## begin Text passage
At the end of the sabbatical, I walked back into my office and three things happened. 1) The gushing stream of ideas stopped as though someone had turned off a faucet. 2) I developed sciatica. 3) I came down with shingles.
But did I walk right back out? No. Even in the face of all that, I continued to work for another year. At last, on May 1, 1999, I left for good. No job. No title. No paycheck. My only certainty was that it was better to do nothing at all than to stay in a job that didn’t nurture my soul.
I’ve never regretted walking away.
A few observations to offer from my experience.
People often say, I wish I could do what you did. I respond, You can. It’s a matter of priorities. My priorities were my time and my health. No amount of money or prestige was an adequate tradeoff.
If you’re satisfied doing what you do, keep on. If you’re dissatisfied, change the job. Or change your attitude. Or leave. It’s more important to be satisfied than to be successful. Or maybe the fact is that if you are satisfied, you will be successful—on your own terms.
The answers to our individual needs are inside us if we listen. I’ve found that to be true with CEOs I’ve counseled. They almost always know what they should do; they just need someone help them reason it out. My answers were inside of me, too. When years of rational thought went unheeded, my body sent me a physical message. Finally I listened.
## end Text passage
→ **What to do**: In the passage about walking away from a job, take everything from "People often say, I" down to "an adequate tradeoff." and write it out again, swapping "priorities" for "values".
## begin Data rows
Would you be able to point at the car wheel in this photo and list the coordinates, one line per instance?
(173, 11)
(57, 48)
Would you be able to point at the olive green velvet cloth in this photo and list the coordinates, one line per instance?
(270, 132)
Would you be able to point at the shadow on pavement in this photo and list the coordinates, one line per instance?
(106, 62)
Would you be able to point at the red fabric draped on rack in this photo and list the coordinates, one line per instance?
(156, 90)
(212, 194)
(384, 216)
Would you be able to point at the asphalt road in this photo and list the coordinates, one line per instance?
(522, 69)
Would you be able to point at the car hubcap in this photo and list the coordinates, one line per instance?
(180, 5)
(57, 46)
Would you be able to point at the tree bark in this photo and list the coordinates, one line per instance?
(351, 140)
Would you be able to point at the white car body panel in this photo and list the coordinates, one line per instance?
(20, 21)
## end Data rows
## begin Data rows
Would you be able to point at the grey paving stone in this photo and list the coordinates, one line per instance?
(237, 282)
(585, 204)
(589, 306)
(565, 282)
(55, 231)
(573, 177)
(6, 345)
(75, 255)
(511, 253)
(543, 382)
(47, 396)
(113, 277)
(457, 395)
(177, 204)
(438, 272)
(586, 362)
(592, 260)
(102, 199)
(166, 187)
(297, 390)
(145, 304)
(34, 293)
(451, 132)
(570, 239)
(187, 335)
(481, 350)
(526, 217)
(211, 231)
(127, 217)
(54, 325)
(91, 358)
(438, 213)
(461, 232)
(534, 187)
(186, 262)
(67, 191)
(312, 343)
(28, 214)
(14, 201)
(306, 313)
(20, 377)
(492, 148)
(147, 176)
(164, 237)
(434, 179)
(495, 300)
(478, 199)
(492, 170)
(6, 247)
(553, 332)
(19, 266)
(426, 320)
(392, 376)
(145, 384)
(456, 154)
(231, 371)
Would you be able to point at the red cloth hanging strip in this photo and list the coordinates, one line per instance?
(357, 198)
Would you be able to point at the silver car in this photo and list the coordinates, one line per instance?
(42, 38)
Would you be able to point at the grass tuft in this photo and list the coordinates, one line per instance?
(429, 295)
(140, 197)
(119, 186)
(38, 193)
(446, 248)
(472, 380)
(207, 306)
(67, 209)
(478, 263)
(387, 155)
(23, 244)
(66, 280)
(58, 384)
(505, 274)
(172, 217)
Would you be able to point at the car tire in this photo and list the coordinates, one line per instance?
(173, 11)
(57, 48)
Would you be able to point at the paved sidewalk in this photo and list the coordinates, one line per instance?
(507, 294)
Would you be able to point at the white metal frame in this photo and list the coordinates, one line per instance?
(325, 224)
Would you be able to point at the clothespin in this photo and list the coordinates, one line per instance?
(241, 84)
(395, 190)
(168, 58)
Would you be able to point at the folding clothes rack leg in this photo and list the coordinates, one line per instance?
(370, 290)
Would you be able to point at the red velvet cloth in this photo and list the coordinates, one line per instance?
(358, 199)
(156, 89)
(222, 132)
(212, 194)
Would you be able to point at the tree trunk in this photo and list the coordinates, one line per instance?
## end Data rows
## begin Data rows
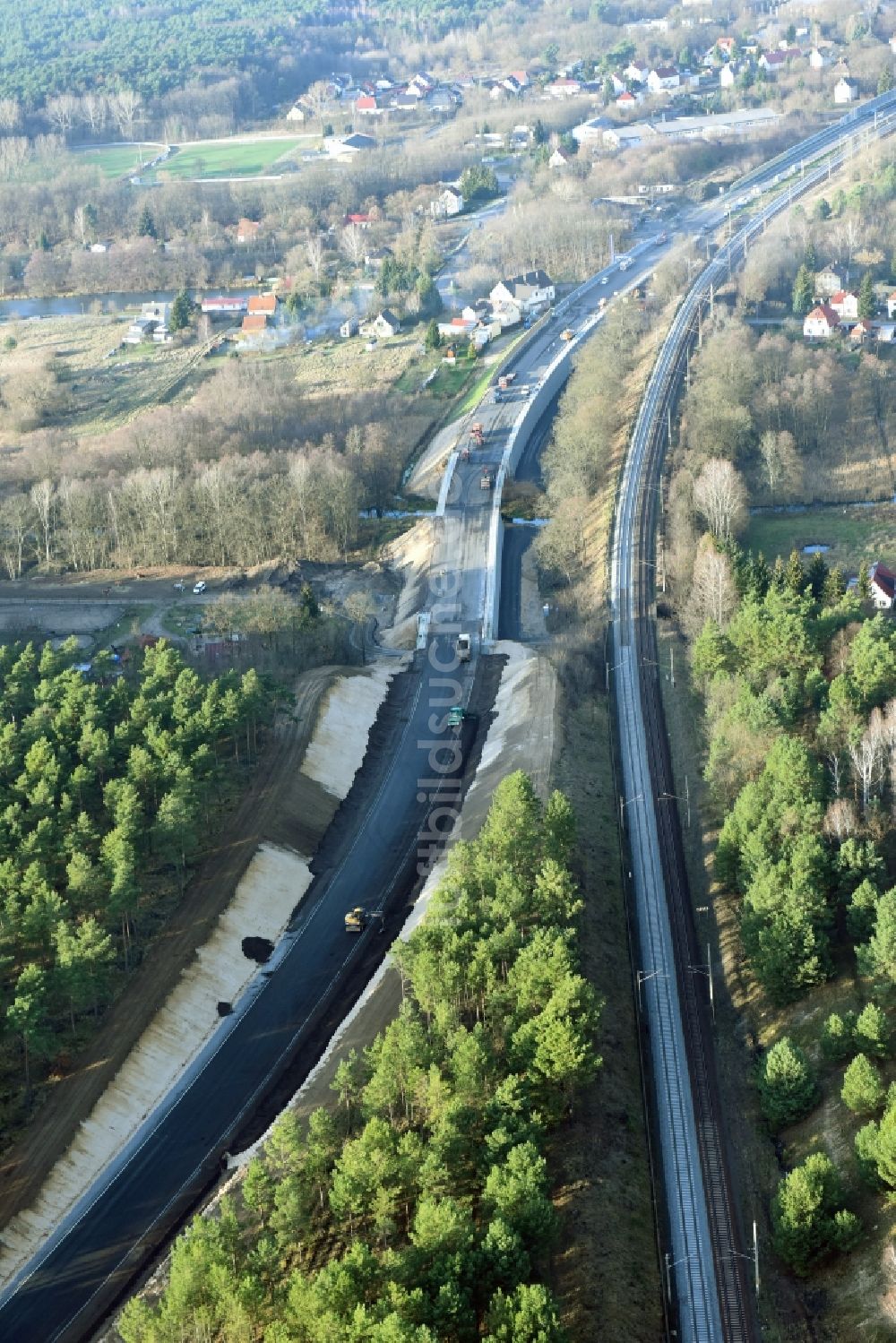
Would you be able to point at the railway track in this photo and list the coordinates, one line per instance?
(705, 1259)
## end Data rows
→ **Result of this task**:
People often say, I wish I could do what you did. I respond, You can. It’s a matter of values. My values were my time and my health. No amount of money or prestige was an adequate tradeoff.